**TO BE DONE**.
(a) In the rail transport timeline, shorten the entry beginning "February 9 – Bad Aibling rail accident" to a single brief sentence. Keep its main facts.
(b) Reproduce the rail transport timeline word for word, from "- January 31" to "years of delays.".

**SELECTED EXCERPT**.
= 2016 in rail transport =

==Events==

===January===
- USA January 22–24 – In anticipation of heavy snowfall and preparation for the effects of winter storm Jonas, WMATA shuts down all services for the weekend. Metrorail services are suspended completely for two days and restored to normal service in phases up until January 29. During the shutdown, trains are stored in the system's subway tunnels to shelter them from the storm.
- USA January 23 – The First Hill Streetcar line opens in Seattle.
- January 31 – Baixada Santista Light Rail operations begin.

===February===
- February 9 – Bad Aibling rail accident: Two Meridian trains are in a head-on collision at Bad Aibling in southeastern Germany, leaving 12 people dead and 85 injured, due to a train dispatcher's errors.
- USA February 27 – The DC Streetcar opens in Washington, D.C., after several years of delays.

===March===
- USA March 5 – The Gold Line Foothill Extension in Los Angeles County, California opens, extending the Metro Rail light rail system by 11.5 mi to Azusa, California.

**RECORDED INFORMATION**.
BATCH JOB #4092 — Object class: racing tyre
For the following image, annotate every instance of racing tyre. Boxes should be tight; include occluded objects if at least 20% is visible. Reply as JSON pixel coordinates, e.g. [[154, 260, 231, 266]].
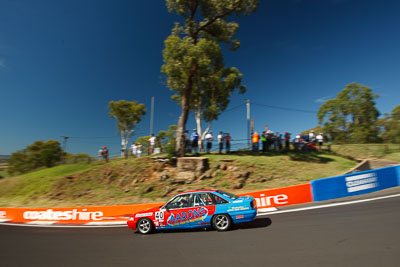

**CORRECT ANSWERS**.
(a) On February 9, a train dispatcher's errors caused two Meridian trains to collide head-on at Bad Aibling in southeastern Germany, killing 12 people and injuring 85.

(b)
- January 31 – Baixada Santista Light Rail operations begin.

===February===
- February 9 – Bad Aibling rail accident: Two Meridian trains are in a head-on collision at Bad Aibling in southeastern Germany, leaving 12 people dead and 85 injured, due to a train dispatcher's errors.
- USA February 27 – The DC Streetcar opens in Washington, D.C., after several years of delays.